YOUR OBJECTIVE
Return the following entries exactly, word for word.

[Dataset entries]

========

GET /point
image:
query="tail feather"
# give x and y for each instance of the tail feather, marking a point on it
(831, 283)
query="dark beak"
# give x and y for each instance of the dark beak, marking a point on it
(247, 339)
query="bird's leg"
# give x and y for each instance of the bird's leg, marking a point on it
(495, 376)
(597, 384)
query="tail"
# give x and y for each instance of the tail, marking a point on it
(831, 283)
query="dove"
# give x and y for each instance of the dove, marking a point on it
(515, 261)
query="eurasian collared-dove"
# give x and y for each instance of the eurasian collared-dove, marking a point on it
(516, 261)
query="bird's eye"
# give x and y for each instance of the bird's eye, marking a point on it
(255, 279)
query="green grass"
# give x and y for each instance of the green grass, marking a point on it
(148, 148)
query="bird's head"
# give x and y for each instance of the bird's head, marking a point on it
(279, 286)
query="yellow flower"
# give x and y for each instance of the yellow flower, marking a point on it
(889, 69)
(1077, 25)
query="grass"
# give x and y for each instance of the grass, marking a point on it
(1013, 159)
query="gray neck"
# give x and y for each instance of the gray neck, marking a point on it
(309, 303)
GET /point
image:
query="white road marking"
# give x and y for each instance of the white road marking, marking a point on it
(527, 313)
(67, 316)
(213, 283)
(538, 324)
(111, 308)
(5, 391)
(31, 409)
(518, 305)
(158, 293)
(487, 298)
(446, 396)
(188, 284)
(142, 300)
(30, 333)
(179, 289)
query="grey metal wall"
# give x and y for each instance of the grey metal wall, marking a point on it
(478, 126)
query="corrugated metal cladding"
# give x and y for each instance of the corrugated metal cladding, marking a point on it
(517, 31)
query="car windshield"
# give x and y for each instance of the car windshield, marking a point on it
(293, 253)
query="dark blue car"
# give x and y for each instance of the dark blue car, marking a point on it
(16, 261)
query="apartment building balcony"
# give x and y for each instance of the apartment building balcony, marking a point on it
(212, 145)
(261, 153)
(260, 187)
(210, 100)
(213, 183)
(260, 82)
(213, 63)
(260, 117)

========

SOLUTION
GET /point
image:
query="tail feather"
# give x and y for each instance of the tail feather, marking a point on it
(831, 283)
query="dark beak"
# give x and y for each instance of the dark beak, marking a point on it
(247, 339)
query="bird's leg"
# give x and y for each instance of the bird's leg, marking a point on it
(495, 376)
(597, 384)
query="tail"
# give x and y for each instance of the tail, marking a point on it
(831, 283)
query="dove"
# give x and y for each instance of the dove, marking a point on it
(515, 261)
query="eurasian collared-dove"
# give x and y for each instance of the eurasian collared-dove, marking a point on it
(516, 261)
query="bird's eye"
# give x and y for each instance of the bird's eye, marking a point on it
(255, 279)
query="green grass"
# give x and y for each instance of the green grass, marking a point on it
(148, 148)
query="bird's head"
# give x and y for each instance of the bird's head, marking a point on it
(279, 286)
query="yellow flower"
# give x and y for each instance of the yellow flower, marking a point on it
(889, 69)
(1077, 25)
query="grass"
# give x and y for each instance of the grass, marking a point on it
(1013, 159)
query="gray neck"
# give x and y for each instance of the gray neck, marking a point on it
(309, 303)
GET /point
image:
query="white road marking"
# give x and y for each instance of the white road marking, marking a point on it
(527, 313)
(67, 316)
(213, 283)
(538, 324)
(111, 308)
(5, 391)
(31, 409)
(518, 305)
(158, 293)
(487, 298)
(446, 396)
(188, 284)
(142, 300)
(30, 333)
(179, 289)
query="grey metal wall"
# give x and y for each instance of the grey metal wall, marking a point on it
(478, 126)
query="corrugated metal cladding"
# give x and y for each instance of the corrugated metal cladding, marking a point on it
(517, 31)
query="car windshield"
# give x and y for each instance of the car windshield, marking a point on it
(293, 253)
query="dark blue car"
# give x and y for each instance of the dark blue car, marking a point on it
(16, 261)
query="apartment building balcony"
# give x and y for each instance of the apartment building balcony, marking a point on it
(212, 145)
(261, 153)
(260, 187)
(210, 100)
(213, 183)
(260, 82)
(213, 63)
(260, 117)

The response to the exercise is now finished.